▶ [Quoted text]:
+ + +
AMERICANS IN THE ENGLISH COLONIES OF NORTH AMERICA GREW grapes from Florida to New England. In the early days of the republic, they took vines west to the Ohio and Mississippi Valleys. The growers were most successful when they raised grapes to eat. There were no great successes in the field of winemaking, although there were some admirable failures.
The grapes the Americans used fall into three categories: the native varieties found growing in North America, the European vinifera varieties transported to the New World, and the chance hybrids between the two. (In the nineteenth century American nurserymen began deliberately producing such hybrids.)
In the more southerly climes, winegrowing demonstrated the most potential, thanks to the warmer climate and the heterogeneity of the population. But as one looks north along the eastern seaboard, one finds fewer and fewer persons who thought of viticulture in connection with wine production; such views were rare north of the middle colonies (later states). You could draw a line north of Long Island and west to the Hudson River Valley as a sort of geographer's limit of serious winegrowing.
Viticulture as a source of table grapes was another matter. Between 1810 and 1835, Massachusetts saw the development of an interesting horticultural fad that gradually grew to be something of a small but serious commercial enterprise: the growing of grapes in hothouses. This hobby, which soon began to earn serious money for some of its adherents, was not simply intended to protect the plants from the icy winter climate. The special fad, developed from ideas already flourishing in England, called for vines to be forced by artificial means of heating so that they produced marketable bunches of delicious dessert grapes as early as March and April, when the ground outside the hothouse might still be deep in snow. New Englanders could draw on extensive English experience with this complex culture, first described in detail in a nurseryman's handbook in 1724.
It sounds easy, but in fact it was tricky. The first requirement was plenty of free time and a bit of capital. (I have yet to hear of a humble dirt farmer involved in such a venture.) A grower would begin by building a glass greenhouse facing south with adjustable lights (windows) to let in a little air on clear, cool late-winter days when the vines might fry in temperatures over 95ºF. To take care of the freezing days, and particularly the nights, a heating system had to be installed nearby with pipes that conveyed heated air to the greenhouse. Usually there was a hot-water furnace with many cords of wood stacked to fuel it. A trusted servant was often employed to keep the heat up during the night.
In the first year the vine received a normal greenhouse regimen. Then, the following March, forcing began. In the second year the heat was turned up on February 15; in the third year it was turned up on February 1. Each year the date was moved back fifteen days until eventually the furnace was fired up on December 1. By then the vines were dormant in the New England climate. The idea was gradually to trick the vines into thinking that spring had arrived only two months after they had lost their leaves in the fall. It worked. (And it still does. I put a potted Zinfandel plant through such a routine for five years, substituting a refrigerator and a short period in a freezer for the New England climate. The vine finally leafed on December 23 and made a remarkable New Year's table decoration the year before it died.)
+ + +
▶ [Provided records]:
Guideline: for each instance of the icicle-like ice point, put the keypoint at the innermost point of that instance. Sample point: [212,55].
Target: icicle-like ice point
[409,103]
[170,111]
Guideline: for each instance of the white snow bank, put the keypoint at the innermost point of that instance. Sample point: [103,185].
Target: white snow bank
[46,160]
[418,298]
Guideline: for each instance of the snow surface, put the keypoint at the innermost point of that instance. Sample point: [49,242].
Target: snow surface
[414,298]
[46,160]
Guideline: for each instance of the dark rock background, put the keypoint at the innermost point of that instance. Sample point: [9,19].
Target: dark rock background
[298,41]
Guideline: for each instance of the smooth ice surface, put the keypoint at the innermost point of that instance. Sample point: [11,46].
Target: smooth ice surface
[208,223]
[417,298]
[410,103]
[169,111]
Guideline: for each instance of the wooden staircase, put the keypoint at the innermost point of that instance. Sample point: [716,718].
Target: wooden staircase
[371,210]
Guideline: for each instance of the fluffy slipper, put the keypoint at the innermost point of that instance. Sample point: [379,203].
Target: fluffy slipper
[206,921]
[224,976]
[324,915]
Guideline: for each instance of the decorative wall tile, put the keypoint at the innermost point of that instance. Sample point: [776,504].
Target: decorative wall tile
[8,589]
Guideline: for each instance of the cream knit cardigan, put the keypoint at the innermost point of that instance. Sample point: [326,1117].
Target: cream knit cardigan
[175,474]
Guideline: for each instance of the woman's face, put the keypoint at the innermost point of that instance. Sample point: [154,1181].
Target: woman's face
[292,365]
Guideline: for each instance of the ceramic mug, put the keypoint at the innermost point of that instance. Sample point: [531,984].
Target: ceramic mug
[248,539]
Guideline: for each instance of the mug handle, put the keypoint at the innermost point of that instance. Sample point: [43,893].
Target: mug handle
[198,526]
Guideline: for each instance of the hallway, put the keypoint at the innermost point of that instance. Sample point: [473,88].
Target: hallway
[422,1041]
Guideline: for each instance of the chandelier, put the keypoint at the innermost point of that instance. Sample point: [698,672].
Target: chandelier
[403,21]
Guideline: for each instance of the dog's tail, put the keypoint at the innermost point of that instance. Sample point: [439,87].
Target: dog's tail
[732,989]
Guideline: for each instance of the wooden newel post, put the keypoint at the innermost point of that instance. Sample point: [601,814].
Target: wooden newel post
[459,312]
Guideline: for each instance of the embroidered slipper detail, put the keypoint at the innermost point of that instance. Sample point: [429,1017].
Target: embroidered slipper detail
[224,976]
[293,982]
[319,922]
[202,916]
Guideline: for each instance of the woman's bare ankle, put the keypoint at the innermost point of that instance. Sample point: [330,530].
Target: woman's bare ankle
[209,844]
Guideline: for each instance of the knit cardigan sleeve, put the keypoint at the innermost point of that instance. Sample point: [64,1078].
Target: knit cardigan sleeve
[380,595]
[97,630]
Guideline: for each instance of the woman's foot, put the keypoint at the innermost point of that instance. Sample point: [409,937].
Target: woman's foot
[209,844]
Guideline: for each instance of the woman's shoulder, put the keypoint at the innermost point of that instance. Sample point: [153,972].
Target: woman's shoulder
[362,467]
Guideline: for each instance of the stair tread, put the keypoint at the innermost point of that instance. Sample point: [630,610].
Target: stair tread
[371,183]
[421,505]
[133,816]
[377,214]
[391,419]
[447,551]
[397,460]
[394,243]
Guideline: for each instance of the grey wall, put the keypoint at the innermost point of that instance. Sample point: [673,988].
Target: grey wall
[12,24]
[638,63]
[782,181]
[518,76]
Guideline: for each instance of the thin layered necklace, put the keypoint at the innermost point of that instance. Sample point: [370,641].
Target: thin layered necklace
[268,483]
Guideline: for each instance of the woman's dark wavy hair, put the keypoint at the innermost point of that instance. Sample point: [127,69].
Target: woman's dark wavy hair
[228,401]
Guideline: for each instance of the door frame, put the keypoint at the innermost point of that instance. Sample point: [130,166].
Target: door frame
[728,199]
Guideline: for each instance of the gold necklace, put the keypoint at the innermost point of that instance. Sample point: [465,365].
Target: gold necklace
+ + +
▶ [Your instructions]: Transcribe word for word the portion of the passage on early American grape growing starting at "In the first" and ending at "before it died.)".

▶ [Task solution]:
In the first year the vine received a normal greenhouse regimen. Then, the following March, forcing began. In the second year the heat was turned up on February 15; in the third year it was turned up on February 1. Each year the date was moved back fifteen days until eventually the furnace was fired up on December 1. By then the vines were dormant in the New England climate. The idea was gradually to trick the vines into thinking that spring had arrived only two months after they had lost their leaves in the fall. It worked. (And it still does. I put a potted Zinfandel plant through such a routine for five years, substituting a refrigerator and a short period in a freezer for the New England climate. The vine finally leafed on December 23 and made a remarkable New Year's table decoration the year before it died.)